■ The records ■
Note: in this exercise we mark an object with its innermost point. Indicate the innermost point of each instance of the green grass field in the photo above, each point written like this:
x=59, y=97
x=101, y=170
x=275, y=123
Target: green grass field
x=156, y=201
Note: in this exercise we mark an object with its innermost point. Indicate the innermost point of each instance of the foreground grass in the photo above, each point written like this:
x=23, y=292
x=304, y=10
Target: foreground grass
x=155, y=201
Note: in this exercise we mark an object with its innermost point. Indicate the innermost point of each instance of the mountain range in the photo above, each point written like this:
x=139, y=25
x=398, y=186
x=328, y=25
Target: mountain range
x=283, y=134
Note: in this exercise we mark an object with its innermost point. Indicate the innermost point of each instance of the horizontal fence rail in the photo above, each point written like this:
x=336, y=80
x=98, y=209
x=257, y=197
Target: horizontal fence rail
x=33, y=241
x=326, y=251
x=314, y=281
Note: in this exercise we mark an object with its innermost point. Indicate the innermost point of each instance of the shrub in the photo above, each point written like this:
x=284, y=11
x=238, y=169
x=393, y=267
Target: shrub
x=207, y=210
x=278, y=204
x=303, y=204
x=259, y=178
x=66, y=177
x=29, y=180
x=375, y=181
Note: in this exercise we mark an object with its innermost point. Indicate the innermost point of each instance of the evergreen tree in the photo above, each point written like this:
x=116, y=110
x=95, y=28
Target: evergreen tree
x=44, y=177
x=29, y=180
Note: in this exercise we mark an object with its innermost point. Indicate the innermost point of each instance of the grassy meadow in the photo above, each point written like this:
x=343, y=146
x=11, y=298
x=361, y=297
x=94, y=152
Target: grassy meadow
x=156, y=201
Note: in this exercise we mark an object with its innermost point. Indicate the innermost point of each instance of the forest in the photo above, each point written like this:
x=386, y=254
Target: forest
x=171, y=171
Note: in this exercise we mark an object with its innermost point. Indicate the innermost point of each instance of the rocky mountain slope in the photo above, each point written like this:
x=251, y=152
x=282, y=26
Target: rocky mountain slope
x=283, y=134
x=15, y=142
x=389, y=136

■ Aim of the exercise ■
Copy out all of the lines above again, with no changes to any character.

■ Result below ■
Note: in this exercise we mark an object with its innermost point. Indicate the innermost point of each instance of the green grass field in the photo above, each point written like this:
x=59, y=97
x=101, y=170
x=275, y=123
Target: green grass field
x=156, y=201
Note: in this exercise we mark an object with its innermost point. Indicate the innermost point of each instance of the foreground grass in the photo above, each point written like this:
x=23, y=292
x=304, y=10
Target: foreground grass
x=155, y=201
Note: in this exercise we mark an object with its innermost point. Indicate the innermost point of each instance of the mountain range in the photo above, each point written like this:
x=139, y=25
x=398, y=186
x=328, y=25
Target: mountain range
x=283, y=134
Note: in this exercise we mark an object with its innermost point. Indicate the innermost point of each instance of the horizontal fence rail in the photo above, each point written like this:
x=336, y=80
x=98, y=209
x=257, y=197
Target: horizontal fence rail
x=33, y=241
x=326, y=251
x=314, y=281
Note: in this exercise we mark an object with its innermost point. Indicate the innermost point of each instance of the shrub in the photo above, each point written like this:
x=284, y=11
x=238, y=169
x=393, y=267
Target: shrub
x=207, y=210
x=278, y=204
x=303, y=204
x=259, y=178
x=66, y=177
x=29, y=180
x=375, y=181
Note: in this exercise we mark an object with its innermost point. Indicate the innermost point of each instance of the evergreen tree in the photo above, each point written like this:
x=116, y=110
x=95, y=28
Target: evergreen tree
x=44, y=177
x=29, y=180
Note: in this exercise we mark an object with its innermost point. Indicate the innermost point of each instance of the grassy meadow in the photo above, each point written like this:
x=343, y=146
x=11, y=298
x=361, y=297
x=94, y=152
Target: grassy meadow
x=156, y=201
Note: in this exercise we mark an object with its innermost point. Indicate the innermost point of each instance of the forest in the photo above, each point written like this:
x=386, y=254
Target: forest
x=171, y=171
Note: in this exercise we mark an object with its innermost point. Indicate the innermost point of each instance of the rocky mountain slope in the photo above, each point written like this:
x=251, y=152
x=282, y=26
Target: rocky mountain slope
x=283, y=134
x=15, y=142
x=389, y=136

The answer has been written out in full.